**Stated problem:** Convert the data in the stretch from the line containing "Please segment every instance of the wall-mounted" through the line containing "733L168 712L171 705L167" into a two-column CSV with the headers input and output. Put the text in input and its answer in output, each in a single quoted field with line breaks replaced by spaces.

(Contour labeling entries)
----------
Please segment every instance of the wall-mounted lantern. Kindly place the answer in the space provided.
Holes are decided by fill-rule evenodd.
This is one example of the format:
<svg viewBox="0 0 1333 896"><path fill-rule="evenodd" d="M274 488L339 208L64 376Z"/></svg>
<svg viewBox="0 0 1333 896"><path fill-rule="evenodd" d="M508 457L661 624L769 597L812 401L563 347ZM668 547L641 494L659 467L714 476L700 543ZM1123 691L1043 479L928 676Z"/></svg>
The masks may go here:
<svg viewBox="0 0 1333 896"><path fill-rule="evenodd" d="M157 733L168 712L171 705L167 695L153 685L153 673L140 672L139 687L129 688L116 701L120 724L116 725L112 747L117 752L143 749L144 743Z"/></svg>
----------
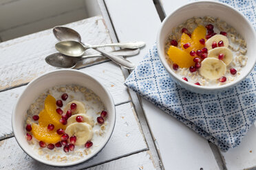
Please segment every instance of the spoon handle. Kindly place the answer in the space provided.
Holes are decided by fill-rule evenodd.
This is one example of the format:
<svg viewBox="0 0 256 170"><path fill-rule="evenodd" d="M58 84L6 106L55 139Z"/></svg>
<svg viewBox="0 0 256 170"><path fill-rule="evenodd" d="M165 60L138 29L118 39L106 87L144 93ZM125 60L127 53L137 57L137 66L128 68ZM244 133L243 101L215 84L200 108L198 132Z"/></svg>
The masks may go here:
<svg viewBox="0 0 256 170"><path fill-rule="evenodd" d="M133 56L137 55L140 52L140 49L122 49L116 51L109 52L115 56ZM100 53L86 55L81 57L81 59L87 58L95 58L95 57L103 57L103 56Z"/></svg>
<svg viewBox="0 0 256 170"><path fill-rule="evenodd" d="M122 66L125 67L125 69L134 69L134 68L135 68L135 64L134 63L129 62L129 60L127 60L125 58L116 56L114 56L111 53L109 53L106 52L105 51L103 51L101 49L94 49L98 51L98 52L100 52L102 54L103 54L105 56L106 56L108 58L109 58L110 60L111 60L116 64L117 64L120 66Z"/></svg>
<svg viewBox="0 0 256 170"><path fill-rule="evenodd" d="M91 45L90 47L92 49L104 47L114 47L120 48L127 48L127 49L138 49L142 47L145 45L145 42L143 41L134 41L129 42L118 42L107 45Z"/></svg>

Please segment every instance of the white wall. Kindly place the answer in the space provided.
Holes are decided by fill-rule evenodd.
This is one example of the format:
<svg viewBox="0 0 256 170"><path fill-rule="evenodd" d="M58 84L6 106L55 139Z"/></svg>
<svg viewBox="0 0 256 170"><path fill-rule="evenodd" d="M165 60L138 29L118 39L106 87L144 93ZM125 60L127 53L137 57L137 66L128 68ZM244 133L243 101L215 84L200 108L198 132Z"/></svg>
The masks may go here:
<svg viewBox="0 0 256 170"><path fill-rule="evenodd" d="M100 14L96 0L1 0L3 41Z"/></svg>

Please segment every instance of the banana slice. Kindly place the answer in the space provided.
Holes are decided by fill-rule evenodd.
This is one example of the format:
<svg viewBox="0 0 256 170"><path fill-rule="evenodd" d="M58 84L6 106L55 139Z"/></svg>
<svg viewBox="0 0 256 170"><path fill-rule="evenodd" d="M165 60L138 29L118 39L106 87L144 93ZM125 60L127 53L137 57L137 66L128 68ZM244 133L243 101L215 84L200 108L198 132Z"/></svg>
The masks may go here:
----------
**Solution below:**
input,output
"Please segment every instance of the wall-mounted lantern. Kindly place the answer in the space provided. Holes are decided by fill-rule evenodd. This is one example of the format: <svg viewBox=""0 0 1333 896""><path fill-rule=""evenodd"" d=""M274 488L339 208L64 376Z""/></svg> <svg viewBox=""0 0 1333 896""><path fill-rule=""evenodd"" d=""M508 457L661 624L769 597L812 401L563 347ZM668 547L641 494L659 467L714 476L700 543ZM1123 691L1043 479L928 676Z""/></svg> The masks may go here:","<svg viewBox=""0 0 1333 896""><path fill-rule=""evenodd"" d=""M157 733L168 712L171 705L167 695L153 685L153 673L140 672L139 687L129 688L116 701L120 724L116 725L112 747L117 752L143 749L144 743Z""/></svg>"